Set task 1
In the source extract, in what year did Nebuchadnezzar come the third time?
Set task 2
Please print the part of the source extract starting with "Hophni and Phinehas, those" and going on through "[1 Samuel 4:15-21].".

Source extract
— START —

Hophni and Phinehas, those evil sons of Eli the high priest: God said to Eli, “If you do not correct those boys I will destroy your house forever” [1 Samuel 2:31-33].  And in the second chapter of 1 Samuel He sent a prophet, and the whole chapter warns Eli [1 Samuel 2:27-36], and in the third chapter and the next one He raised up little Samuel to warn Eli! [1 Samuel 3:10-18].  Eli didn’t change, and the judgment fell [1 Samuel 4:15-21].

The Lord God said to Samuel when he was mourning over Saul, “I have given him years and years to repent and to change; I have rejected him” [1 Samuel 16:1].  The Lord God said to Solomon, “All of these things will I give you, and I will give you length of life if you will obey Me” [1 Kings 3:12-14], and gave him a kingdom for forty years and then cut him down [1 Kings 11:42-43].  The Lord God said to Judah, “Turn,” and Jeremiah said, “Repent” [Jeremiah 3:12] and Nebuchadnezzar came in 605 [Daniel 1:1-6], and Jeremiah lifted up his voice and said, “Repent, get right with God!”  And Nebuchadnezzar came back in 598 [2 Kings 24:11-14; Ezekiel 1:1], and Jeremiah lifted up his voice and said, “Repent, repent, get right with God!”  And the third time Nebuchadnezzar came, the rod of His anger and the staff of His indignation, the next time Nebuchadnezzar came, 589 BC, he didn’t have to come again; he plowed it up and carried the people into captivity [Jeremiah 39:1-10, 52:4-30; 2 Chronicles 36:17-21].

— END —

Listed records
— START —

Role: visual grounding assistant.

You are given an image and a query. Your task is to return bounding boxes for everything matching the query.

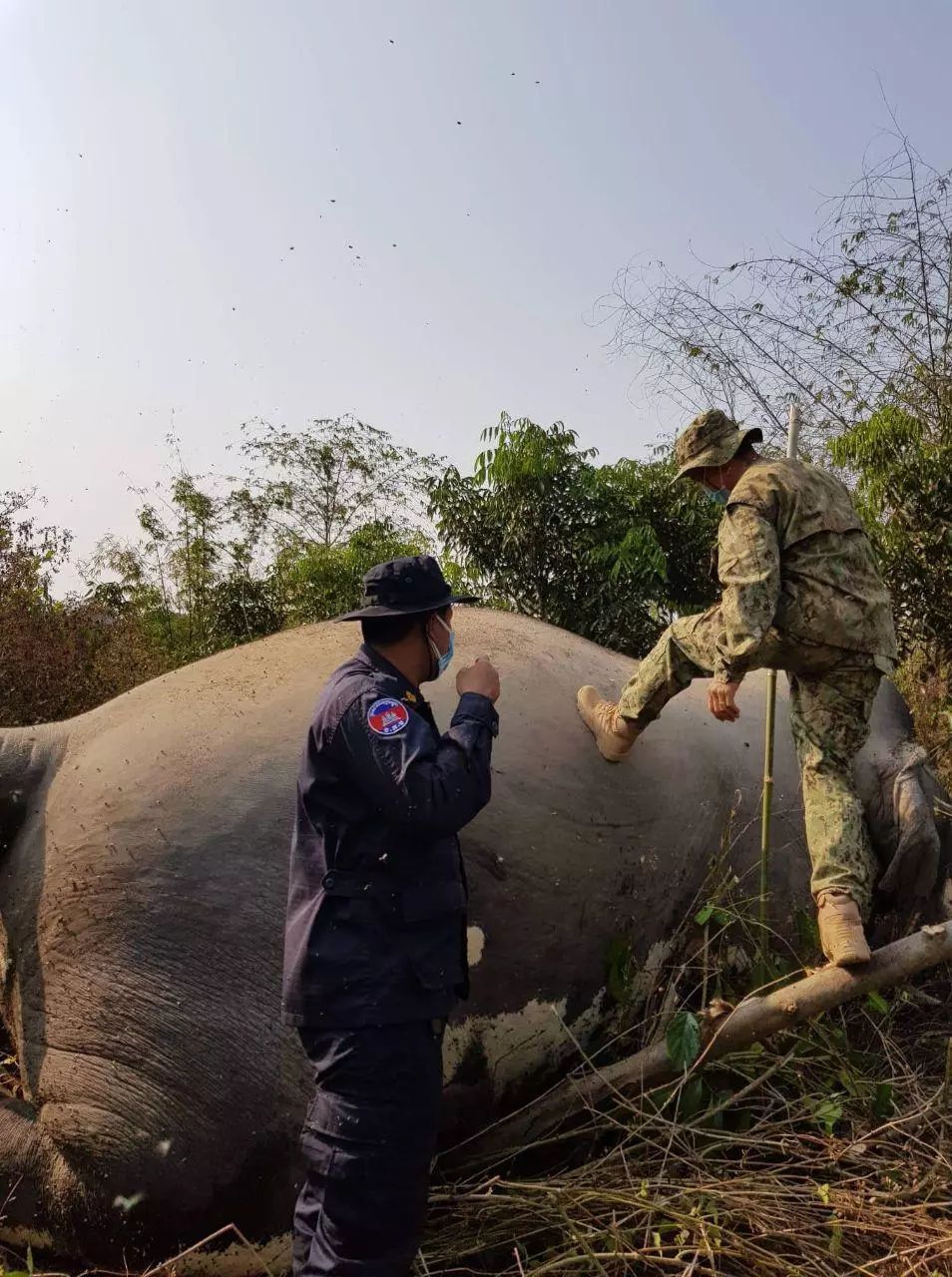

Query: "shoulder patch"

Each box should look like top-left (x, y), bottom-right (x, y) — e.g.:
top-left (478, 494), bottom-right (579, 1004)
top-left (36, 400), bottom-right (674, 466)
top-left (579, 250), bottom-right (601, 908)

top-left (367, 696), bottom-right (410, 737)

— END —
— START —

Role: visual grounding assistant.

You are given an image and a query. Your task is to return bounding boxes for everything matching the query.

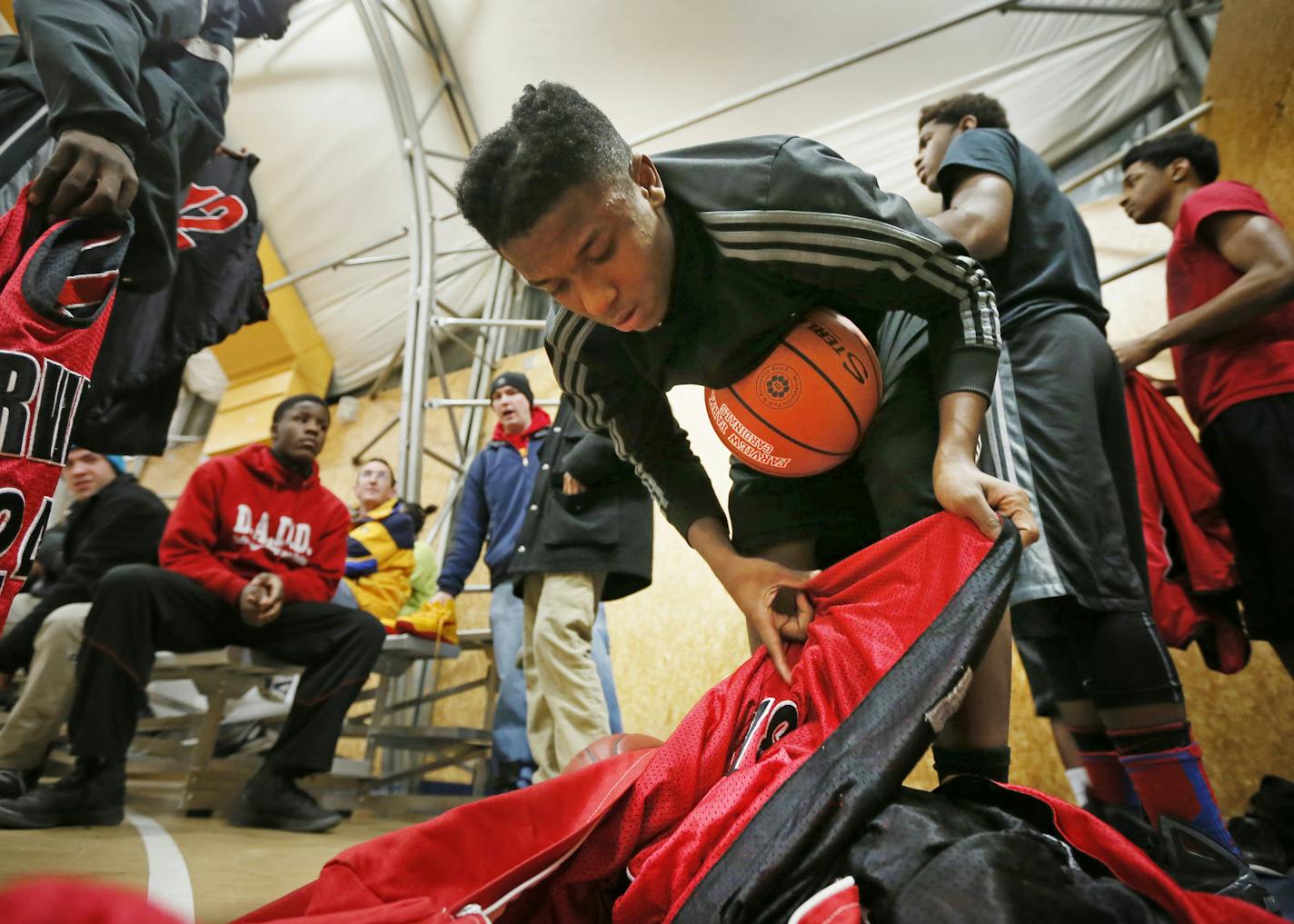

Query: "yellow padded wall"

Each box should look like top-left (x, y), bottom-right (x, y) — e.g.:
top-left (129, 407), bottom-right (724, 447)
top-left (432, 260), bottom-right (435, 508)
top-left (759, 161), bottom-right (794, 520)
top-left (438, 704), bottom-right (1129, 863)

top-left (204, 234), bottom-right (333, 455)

— END —

Final result 1
589 BC

Final result 2
Hophni and Phinehas, those evil sons of Eli the high priest: God said to Eli, “If you do not correct those boys I will destroy your house forever” [1 Samuel 2:31-33].  And in the second chapter of 1 Samuel He sent a prophet, and the whole chapter warns Eli [1 Samuel 2:27-36], and in the third chapter and the next one He raised up little Samuel to warn Eli! [1 Samuel 3:10-18].  Eli didn’t change, and the judgment fell [1 Samuel 4:15-21].